Entendons-nous bien, il ne s’agit pas tant d’un choix
délibéré, que de la conséquence d’un
choix forcé : tant que nous avons poursuivi le dialogue avec
la place de l’exception - soit parce que nous étions
dans un régime où le religieux organisait le social,
soit parce qu’accomplissant le travail de nous en libérer
- nous reconnaissions toujours l’existence de cette extériorité,
nous entérinions de nous trouver dans un monde marqué
par l’incomplétude. Mais lorsque nous nous sommes vraiment
émancipés de cette transcendance, lorsque tous les
membres se sont libérés de cette hétéronomie,
lorsque toute référence au religieux est devenue strictement
privée, nous avons - fût-ce à notre insu - basculé
dans un monde sans extériorité, donc organisé
de manière complète et inconsistante.
C’est dans ce passage que nous identifions la mutation inédite
de l’être ensemble, auquel nous sommes aujourd’hui
confrontés. Et c’est ce changement de régime
symbolique qui bouleverse entièrement nos repères
traditionnels. Ainsi, par exemple notre représentation de
la manière de décider n’est plus du tout la
même qu’hier. Il allait en effet de soi que c’était
à partir de cette position d’extériorité,
soi-disant évidente mais en tout cas reconnue par tous, à
partir de ce point exogène, autrement dit, de la place de
l’exception, que la décision était prise. Pour
le dire de manière imagée, il allait de soi que le
commandement venait d’en haut ou d’ailleurs (évoquons
ici un régime symbolique essentiellement vertical). Aujourd’hui,
au contraire, on estime que la décision doit venir d’une
confrontation des avis, d’une discussion entre les protagonistes,
après échanges entre les interlocuteurs (donc un régime
symbolique horizontal). Ce n’est donc plus ce qui est à
l’extérieur qui a la préséance, mais
c’est la totalité de l’ensemble lui-même
qui doit prévaloir.

----

- CONSIGNES DE TRAVAIL:
1. D'après l'extrait du texte, d'où doit aujourd'hui venir la décision ?
2. Recopiez les lignes des données fournies, de celle qui contient « I need to find the tall » jusqu'à la dernière ligne incluse, en substituant « yellow » à « green » sans rien changer d'autre.

- DONNÉES FOURNIES:
----

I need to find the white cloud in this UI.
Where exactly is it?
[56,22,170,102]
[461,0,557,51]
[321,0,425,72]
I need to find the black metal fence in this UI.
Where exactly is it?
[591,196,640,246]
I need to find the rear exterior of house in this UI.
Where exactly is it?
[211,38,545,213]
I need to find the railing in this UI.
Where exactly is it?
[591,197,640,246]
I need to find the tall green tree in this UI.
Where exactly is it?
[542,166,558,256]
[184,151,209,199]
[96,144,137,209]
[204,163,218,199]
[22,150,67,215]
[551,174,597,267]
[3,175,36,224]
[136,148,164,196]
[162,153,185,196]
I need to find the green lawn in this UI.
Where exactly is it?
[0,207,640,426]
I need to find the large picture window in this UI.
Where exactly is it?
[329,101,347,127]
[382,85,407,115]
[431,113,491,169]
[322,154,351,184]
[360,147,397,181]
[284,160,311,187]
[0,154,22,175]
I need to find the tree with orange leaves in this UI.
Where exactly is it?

----

- SOLUTIONS:
1. D'une confrontation des avis, d'une discussion entre les protagonistes, après échanges entre les interlocuteurs.

2.
I need to find the tall yellow tree in this UI.
Where exactly is it?
[542,166,558,256]
[184,151,209,199]
[96,144,137,209]
[204,163,218,199]
[22,150,67,215]
[551,174,597,267]
[3,175,36,224]
[136,148,164,196]
[162,153,185,196]
I need to find the yellow lawn in this UI.
Where exactly is it?
[0,207,640,426]
I need to find the large picture window in this UI.
Where exactly is it?
[329,101,347,127]
[382,85,407,115]
[431,113,491,169]
[322,154,351,184]
[360,147,397,181]
[284,160,311,187]
[0,154,22,175]
I need to find the tree with orange leaves in this UI.
Where exactly is it?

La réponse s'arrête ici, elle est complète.